Skip to main content

Implementation of Features Maximization Metric, an unbiased metric aimed at estimate the quality of an unsupervised classification.

Project description

Features Maximization Metric

ci documentation pypi version DOI

Implementation of Features Maximization Metric, an unbiased metric aimed at estimate the quality of an unsupervised classification.

Quick description

Features Maximization (FMC) is a features selection method described in Lamirel, J.-C., Cuxac, P., & Hajlaoui, K. (2016). A Novel Approach to Feature Selection Based on Quality Estimation Metrics. In Advances in Knowledge Discovery and Management (pp. 121–140). Springer International Publishing. https://doi.org/10.1007/978-3-319-45763-5_7.

This metric is computed by applying the following steps:

  1. Compute the Features F-Measure metric (based on Features Recall and Features Predominance metrics).

    (a) The Features Recall FR[f][c] for a given class c and a given feature f is the ratio between the sum of the vectors weights of the feature f for data in class c and the sum of all vectors weights of feature f for all data. It answers the question: "Can the feature f distinguish the class c from other classes c' ?"

### Given data
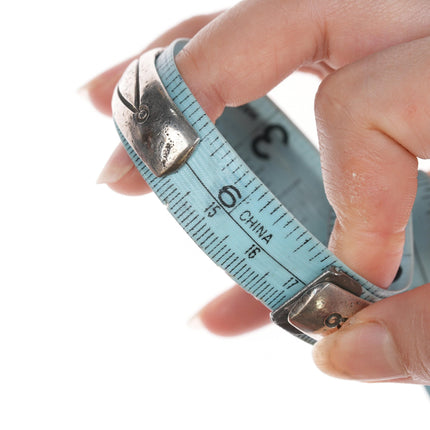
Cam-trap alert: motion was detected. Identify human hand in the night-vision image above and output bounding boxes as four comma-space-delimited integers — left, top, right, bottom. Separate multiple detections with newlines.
88, 0, 430, 384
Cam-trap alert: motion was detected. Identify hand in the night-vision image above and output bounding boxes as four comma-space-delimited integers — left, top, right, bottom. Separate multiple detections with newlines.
87, 0, 430, 384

### Aim
In the Features Maximization Metric description, which two metrics is the Features F-Measure based on?

### Task response
Features Recall and Features Predominance.